Em novembro, a banda canadense multi-platina e quatro vezes vencedora do JUNO Awards, The Sheepdogs, lançou o EP Hell Together. O projeto é uma peça complementar ao EP anterior, Paradise Alone, e o segundo lançamento da banda a partir de seu próprio selo.
Em entrevista ao Wikimetal, Ewan Currie (vocais) e Ryan Gullen (baixista) falam sobre os 20 anos de banda, a nova fase na carreira e os mais recentes EPs.
Confira na íntegra:
Wikimetal: Parabéns pelo novo EP, Hell Together. De que maneira ele se conecta com o EP anterior, Paradise Alone?
Ewan Currie: Tematicamente é como se fosse o outro lado [da moeda]. É como se o Paradise Alone fosse sobre estar em um lugar lindo e incrível, porém sozinho, e Hell Together é sobre estar em uma situação terrível ou estar no inferno, mas ter boa companhia. Eles são como dois lados diferentes tematicamente, mas acho que musicalmente os dois fluem perfeitamente juntos. É rock ‘n’ roll e eu acho que somos nós cavando mais em direção às raízes.
WM: Vocês experimentaram mais o estilo da música Americana neste disco. Eu gostaria de saber como foi esse processo, de escrever os dois discos quase um atrás do outro?
EC: Eu acho que à medida que envelhecemos, talvez eu esteja mais interessado na bela simplicidade da música americana. Acho que quando se é jovem você quer que cada riff seja o maior e melhor à la Led Zeppelin, e quer [que sua música] seja uma pedrada agressiva e insana na cabeça das pessoas. E acho que à medida que envelheço, sou mais levado por uma ótima melodia, boas harmonias, um refrão muito bom. Mas também há uma simplicidade no rock ‘n’ roll de raíz que é como aquele filme, Ratatouille, onde ele pensa em quão bom é o Ratatouille de sua mãe em comparação à culinária sofisticada. Acho que isso é algo que sei que desejo mais à medida que progredimos nesta carreira.
Ryan Gullen: Outra coisa que vale a pena mencionar é que nós realmente tentamos não fazer o mesmo disco repetidamente. Esta não é a primeira vez que exploramos isso, mas acho que todos nós realmente apreciamos um tipo simples de rock direto, mas também algo que talvez seja um pouco mais colorido ou com sabores diferentes, como em outras coisas que fizemos antes. Uma das coisas que tentamos fazer quando gravamos um disco não é gravar as mesmas músicas repetidamente. E ir explorando, se aventurando naquele tipo de reino em que o rock ‘n’ roll se encontra com as raízes e a música blues e, de certa forma, cria uma mistura dessas coisas com alguns elementos country e coisas assim, é algo que realmente gostamos. Nós gostamos de outros artistas fazendo isso. Mas para nós, não ouvimos apenas um tipo específico de música ou um artista específico.Nós tentamos extrair nossa inspiração de lugares diferentes e meio que fundir tudo isso. Portanto, o processo é bastante divertido porque você realmente está se desafiando a adicionar elementos que talvez se afastem um pouco do rock ‘n’ roll puro.
WM: Tem algum artista que serve de inspiração para vocês e que talvez as pessoas ficariam surpresas em saber?

▸ QUESTÕES DO MATERIAL
[1] Segundo a entrevista, qual integrante do The Sheepdogs é o baixista?
[2] Extraia da entrevista o trecho que começa nas palavras "Em novembro, a" e termina logo após "seu próprio selo.".
[3] Na entrevista, Ewan Currie cita o que passou a atraí-lo mais à medida que envelhece. Liste essas três coisas.

[Registros armazenados]
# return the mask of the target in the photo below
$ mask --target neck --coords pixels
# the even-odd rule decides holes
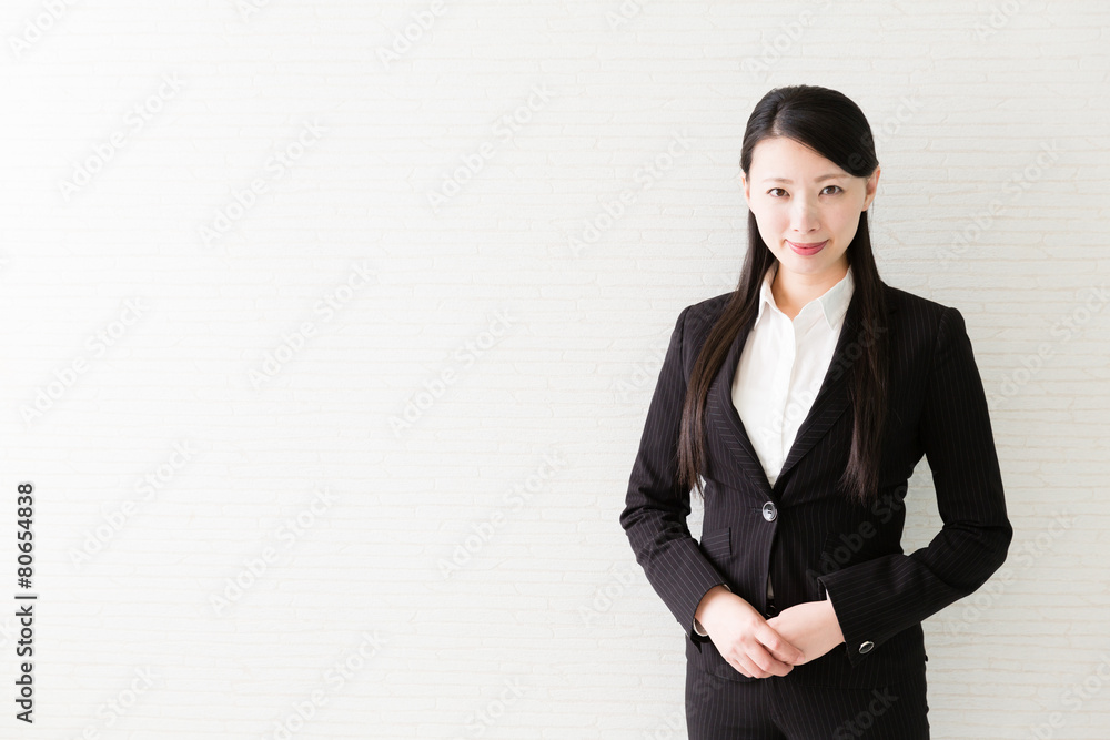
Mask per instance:
[[[830,287],[848,274],[848,263],[838,264],[823,273],[791,273],[779,263],[771,281],[770,292],[778,310],[791,318],[814,298],[825,295]]]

▸ RESPOSTAS POR TAREFA
[1] Ryan Gullen.

[2]
Em novembro, a banda canadense multi-platina e quatro vezes vencedora do JUNO Awards, The Sheepdogs, lançou o EP Hell Together. O projeto é uma peça complementar ao EP anterior, Paradise Alone, e o segundo lançamento da banda a partir de seu próprio selo.

[3] Uma ótima melodia, boas harmonias e um refrão muito bom.